> _PAGE TEXT_
___

Trial-level data from Kimochis were filtered to test blocks only (hearts test, flowers test), excluding practice trials. The dataset did not include a mixed block, as the children were considered too young for its task-switching demands. Accuracy was taken from the pre-computed “acc” column rather than derived from stimulus-response pairings. Timeout trials (14.5% of test trials) were scored as incorrect, consistent with the Levante scoring approach. This yielded a final analytic sample of 1670 children (5,352 observations) across two academic year cohorts (2021–2022 and 2022–2023), each with fall and spring timepoints.

___

> _PROVIDED INFORMATION_
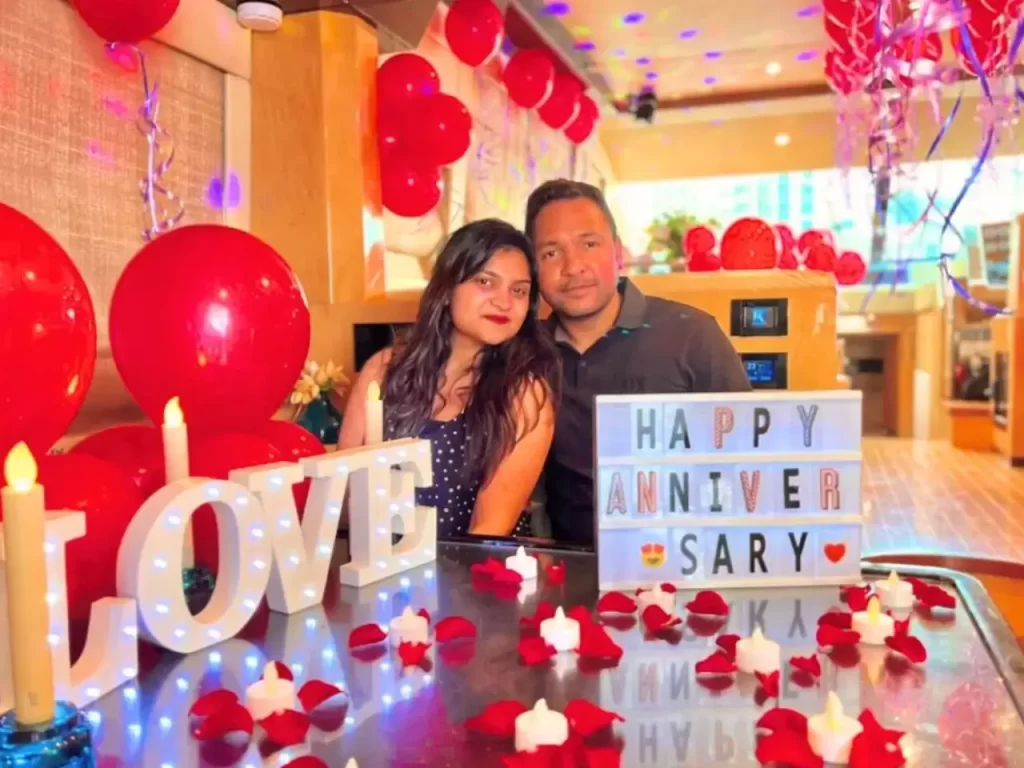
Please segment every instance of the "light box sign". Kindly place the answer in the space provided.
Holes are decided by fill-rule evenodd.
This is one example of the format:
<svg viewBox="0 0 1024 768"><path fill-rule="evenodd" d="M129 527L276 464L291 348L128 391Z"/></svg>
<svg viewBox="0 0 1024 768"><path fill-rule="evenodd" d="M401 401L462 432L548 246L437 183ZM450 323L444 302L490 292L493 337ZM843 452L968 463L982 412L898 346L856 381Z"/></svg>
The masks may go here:
<svg viewBox="0 0 1024 768"><path fill-rule="evenodd" d="M861 394L601 395L601 590L859 580Z"/></svg>

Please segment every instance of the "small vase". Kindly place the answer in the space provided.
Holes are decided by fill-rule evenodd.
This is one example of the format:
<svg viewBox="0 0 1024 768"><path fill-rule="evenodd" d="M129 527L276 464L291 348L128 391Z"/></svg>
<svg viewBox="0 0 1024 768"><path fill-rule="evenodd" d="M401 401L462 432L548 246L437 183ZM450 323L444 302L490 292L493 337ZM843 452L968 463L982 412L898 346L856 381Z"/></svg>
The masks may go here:
<svg viewBox="0 0 1024 768"><path fill-rule="evenodd" d="M338 443L338 432L341 429L341 414L338 413L327 394L322 394L310 402L295 423L305 429L325 445Z"/></svg>

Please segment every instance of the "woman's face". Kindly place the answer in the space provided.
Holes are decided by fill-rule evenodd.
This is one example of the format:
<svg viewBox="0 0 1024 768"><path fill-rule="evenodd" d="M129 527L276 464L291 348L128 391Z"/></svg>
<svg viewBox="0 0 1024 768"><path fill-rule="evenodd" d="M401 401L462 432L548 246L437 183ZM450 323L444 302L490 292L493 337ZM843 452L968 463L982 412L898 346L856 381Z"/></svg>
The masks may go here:
<svg viewBox="0 0 1024 768"><path fill-rule="evenodd" d="M502 344L522 328L529 311L529 267L514 248L495 253L483 268L452 294L452 322L463 336Z"/></svg>

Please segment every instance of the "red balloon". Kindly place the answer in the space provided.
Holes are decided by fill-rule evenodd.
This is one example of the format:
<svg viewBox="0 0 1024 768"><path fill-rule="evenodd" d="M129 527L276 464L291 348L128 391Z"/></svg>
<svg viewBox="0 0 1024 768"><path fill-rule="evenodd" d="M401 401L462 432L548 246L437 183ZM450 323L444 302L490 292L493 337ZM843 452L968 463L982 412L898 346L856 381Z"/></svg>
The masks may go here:
<svg viewBox="0 0 1024 768"><path fill-rule="evenodd" d="M473 119L466 105L449 93L421 99L415 109L417 155L431 165L451 165L462 159L472 139Z"/></svg>
<svg viewBox="0 0 1024 768"><path fill-rule="evenodd" d="M715 232L703 224L691 226L683 237L683 253L690 259L710 253L716 245Z"/></svg>
<svg viewBox="0 0 1024 768"><path fill-rule="evenodd" d="M555 75L555 83L551 89L551 95L541 104L537 114L541 120L556 131L564 128L575 119L580 110L580 97L583 90L579 81L571 75L558 73Z"/></svg>
<svg viewBox="0 0 1024 768"><path fill-rule="evenodd" d="M24 440L36 456L63 435L96 366L96 318L63 249L0 203L0 462Z"/></svg>
<svg viewBox="0 0 1024 768"><path fill-rule="evenodd" d="M456 0L444 19L444 39L456 57L479 67L498 52L505 16L490 0Z"/></svg>
<svg viewBox="0 0 1024 768"><path fill-rule="evenodd" d="M85 536L68 543L68 616L88 618L92 603L117 596L118 548L142 494L127 472L85 454L41 456L39 482L47 509L85 513Z"/></svg>
<svg viewBox="0 0 1024 768"><path fill-rule="evenodd" d="M82 20L109 43L137 43L167 26L179 0L71 0Z"/></svg>
<svg viewBox="0 0 1024 768"><path fill-rule="evenodd" d="M430 213L441 202L440 170L408 156L390 159L381 166L381 201L396 216Z"/></svg>
<svg viewBox="0 0 1024 768"><path fill-rule="evenodd" d="M281 453L269 440L252 434L205 435L189 440L188 445L188 464L194 477L226 480L232 470L281 460ZM209 505L200 507L193 515L193 538L196 562L216 573L219 562L217 520Z"/></svg>
<svg viewBox="0 0 1024 768"><path fill-rule="evenodd" d="M398 53L377 70L377 103L380 112L400 109L411 99L439 93L441 79L418 53Z"/></svg>
<svg viewBox="0 0 1024 768"><path fill-rule="evenodd" d="M725 269L771 269L778 262L775 230L761 219L736 219L722 236L719 252Z"/></svg>
<svg viewBox="0 0 1024 768"><path fill-rule="evenodd" d="M148 499L165 483L164 441L160 430L142 424L121 424L93 432L69 452L102 459L127 472Z"/></svg>
<svg viewBox="0 0 1024 768"><path fill-rule="evenodd" d="M856 286L867 274L867 265L859 253L843 251L836 261L836 282L841 286Z"/></svg>
<svg viewBox="0 0 1024 768"><path fill-rule="evenodd" d="M543 50L524 48L512 54L505 65L502 80L509 98L531 110L543 102L555 84L555 65Z"/></svg>
<svg viewBox="0 0 1024 768"><path fill-rule="evenodd" d="M268 421L263 428L256 432L276 449L281 454L281 460L286 462L298 462L308 456L323 456L327 453L324 443L313 437L309 432L290 421L279 421L273 419ZM295 508L299 512L299 519L306 509L306 497L309 496L309 480L303 480L292 486L292 495L295 497Z"/></svg>
<svg viewBox="0 0 1024 768"><path fill-rule="evenodd" d="M807 249L804 266L817 272L830 272L836 268L836 249L827 243L815 243Z"/></svg>
<svg viewBox="0 0 1024 768"><path fill-rule="evenodd" d="M128 262L111 300L111 349L156 424L179 396L193 433L269 419L302 372L309 307L278 252L241 229L172 229Z"/></svg>

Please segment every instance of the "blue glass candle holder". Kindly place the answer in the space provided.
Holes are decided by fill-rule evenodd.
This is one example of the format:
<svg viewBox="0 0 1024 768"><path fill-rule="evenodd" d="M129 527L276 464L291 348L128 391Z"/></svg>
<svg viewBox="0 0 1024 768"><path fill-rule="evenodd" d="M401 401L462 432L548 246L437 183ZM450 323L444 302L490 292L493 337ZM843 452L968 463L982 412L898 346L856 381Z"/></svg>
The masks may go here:
<svg viewBox="0 0 1024 768"><path fill-rule="evenodd" d="M0 768L94 768L92 728L75 705L57 701L53 720L24 726L0 716Z"/></svg>

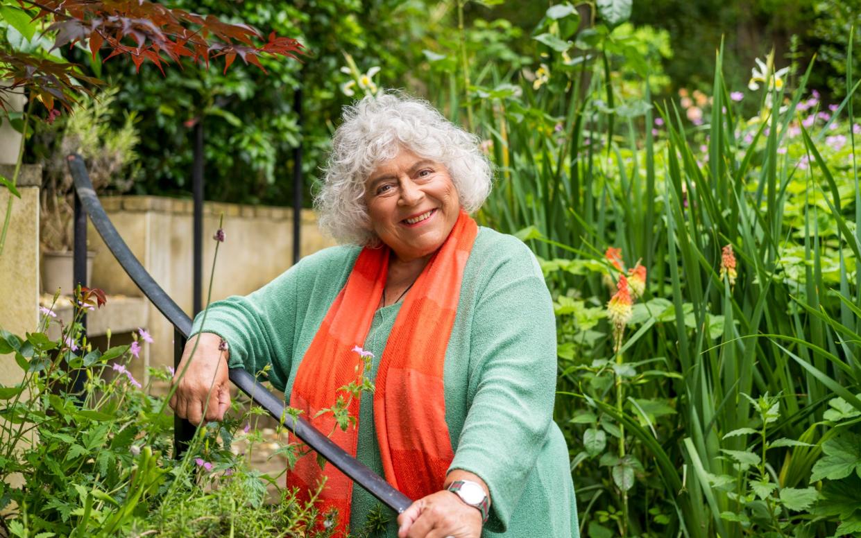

___

> _GOAL 1_
Rewrite the paragraph of the page text that begins "Trial-level data from Kimochis" as a short bulleted list that keeps its main facts.
> _GOAL 2_
Transcribe the page text between "Trial-level data from" and "and spring timepoints.", inclusive.
> _GOAL 3_
According to the page text, what share of test trials were timeout trials?

> _FULL ANSWER 1_
- Kimochis trial-level data were limited to test blocks (hearts test, flowers test), with practice trials excluded.
- No mixed block was included because the children were considered too young for its task-switching demands.
- Accuracy came from the pre-computed "acc" column, not from stimulus-response pairings.
- Timeout trials (14.5% of test trials) were scored as incorrect, following the Levante scoring approach.
- The final sample was 1670 children (5,352 observations) across the 2021–2022 and 2022–2023 cohorts, each with fall and spring timepoints.

> _FULL ANSWER 2_
Trial-level data from Kimochis were filtered to test blocks only (hearts test, flowers test), excluding practice trials. The dataset did not include a mixed block, as the children were considered too young for its task-switching demands. Accuracy was taken from the pre-computed “acc” column rather than derived from stimulus-response pairings. Timeout trials (14.5% of test trials) were scored as incorrect, consistent with the Levante scoring approach. This yielded a final analytic sample of 1670 children (5,352 observations) across two academic year cohorts (2021–2022 and 2022–2023), each with fall and spring timepoints.

> _FULL ANSWER 3_
14.5% of test trials were timeout trials.